- **Exercise goal**
Extract every line of the records below verbatim, leaving the pictures out.

•••

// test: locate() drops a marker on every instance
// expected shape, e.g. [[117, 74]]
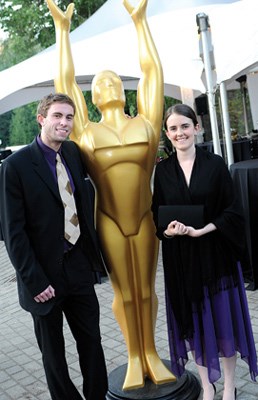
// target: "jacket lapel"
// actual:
[[42, 169]]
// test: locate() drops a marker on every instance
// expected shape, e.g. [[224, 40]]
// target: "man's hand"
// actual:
[[46, 295]]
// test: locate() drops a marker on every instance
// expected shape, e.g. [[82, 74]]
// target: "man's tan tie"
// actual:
[[72, 228]]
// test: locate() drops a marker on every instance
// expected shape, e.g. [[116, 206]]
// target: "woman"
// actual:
[[206, 302]]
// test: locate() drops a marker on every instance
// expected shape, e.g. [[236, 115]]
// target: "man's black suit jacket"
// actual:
[[32, 220]]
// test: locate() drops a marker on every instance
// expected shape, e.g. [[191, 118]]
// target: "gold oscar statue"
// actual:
[[120, 155]]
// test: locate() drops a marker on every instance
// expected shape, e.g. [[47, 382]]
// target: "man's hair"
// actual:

•••

- **Finished exercise**
// test: locate() drops a marker on every instance
// expected shape, e.g. [[117, 74]]
// target: "jacket lapel"
// actual:
[[42, 169]]
// test: locate() drops a marker on every instance
// expected shape, e.g. [[224, 40]]
// target: "man's hand"
// actual:
[[46, 295]]
// test: locate() drops a marker on every instance
// expected shape, e.g. [[82, 74]]
// target: "man's tan tie"
// actual:
[[72, 228]]
// test: locate() drops a marker on every instance
// expected shape, e.g. [[116, 206]]
// target: "woman"
// actual:
[[206, 302]]
// test: locate() drops a marker on every instance
// expected shape, e.g. [[236, 115]]
// target: "man's black suit jacket"
// actual:
[[32, 220]]
// test: locate() drops a marker on every instance
// expected shape, e.g. [[191, 118]]
// target: "gold oscar statue"
// actual:
[[120, 155]]
// test: locate() drops a marker on every instance
// expected shape, e.g. [[47, 382]]
// target: "man's hair"
// actual:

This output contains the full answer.